En la queja contra España por supuesta vulneración del Pacto Internacional de Derechos Civiles y Políticos que tiene sobre su mesa el Comité de Derechos Humanos de la ONU, los herederos del tetrapléjico español fallecido en 1998 han aportado como prueba el vídeo de su agonía angustiosa, falta de una adecuada asistencia médica y sanitaria, convertido en un alegato a favor de la despenalización de la eutanasia en determinadas circunstancias y bajo garantías tasadas. En contra de lo que alega el abogado del Estado español, tiene sentido reclamar ante la ONU «el derecho a morir dignamente», pues Sampedro no murió dignamente, conforme era su deseo, sino a escondidas y a la desesperada, con el concurso de una mano amiga pero inexperta y no con el de la ciencia médica.

-- Datos proporcionados --
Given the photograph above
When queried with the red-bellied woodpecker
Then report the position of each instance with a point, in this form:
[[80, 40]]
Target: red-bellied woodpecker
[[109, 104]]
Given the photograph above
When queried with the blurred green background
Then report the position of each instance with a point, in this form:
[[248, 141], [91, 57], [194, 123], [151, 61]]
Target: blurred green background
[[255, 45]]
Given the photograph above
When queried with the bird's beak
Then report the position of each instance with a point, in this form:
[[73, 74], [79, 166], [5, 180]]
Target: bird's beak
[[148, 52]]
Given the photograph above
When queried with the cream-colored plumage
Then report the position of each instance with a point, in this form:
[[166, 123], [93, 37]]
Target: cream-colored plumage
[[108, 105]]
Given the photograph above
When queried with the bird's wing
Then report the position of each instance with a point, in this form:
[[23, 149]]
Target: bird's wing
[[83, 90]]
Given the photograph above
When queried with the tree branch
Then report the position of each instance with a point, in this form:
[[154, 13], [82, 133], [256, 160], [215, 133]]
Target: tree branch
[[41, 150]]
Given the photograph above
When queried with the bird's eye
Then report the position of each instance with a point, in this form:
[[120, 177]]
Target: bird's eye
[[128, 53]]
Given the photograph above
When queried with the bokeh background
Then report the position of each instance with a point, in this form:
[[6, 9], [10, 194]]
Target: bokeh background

-- Actividades propuestas --
1) Según el texto sobre el caso Sampedro, ¿qué aportaron como prueba los herederos del tetrapléjico ante el Comité de Derechos Humanos de la ONU?
2) Escribe la continuación del texto sobre el caso Sampedro a partir de su última oración.
Para resolver lo que se pide no hace falta consultar las entradas.

-- Respuestas por actividad --
1) El vídeo de su agonía angustiosa.

2)
En las sociedades envejecidas de Occidente, en las que la vida se alarga con grave riesgo de su degradación progresiva, los Gobiernos no pueden quedarse quietos, por prejuicios o cálculos electorales, ante las demandas de quienes piden ayuda médica para poner fin voluntariamente a una vida degradada y sin esperanza. Casos como el de Sampedro, o recientemente el del tetrapléjico británico que viajó a Suiza para poder morir sin causar problemas legales a los médicos que le ayudaron, urgen a dar una respuesta legal y humanitaria a situaciones que, con diversos matices, son frecuentes hoy día y lo serán cada vez más en el futuro. Por eso tiene importancia el pronunciamiento del Comité de Derechos Humanos de la ONU en el caso Sampedro. Si fuera favorable, los Estados, y en primer término el español, tendrían menos pretextos para seguir dando largas a una regulación legal de la eutanasia que, con todas las precauciones y garantías exigibles, reconozca el derecho del paciente a decidir cómo debe ser su tránsito de la vida a la muerte. En línea con lo que ya sucede en Holanda.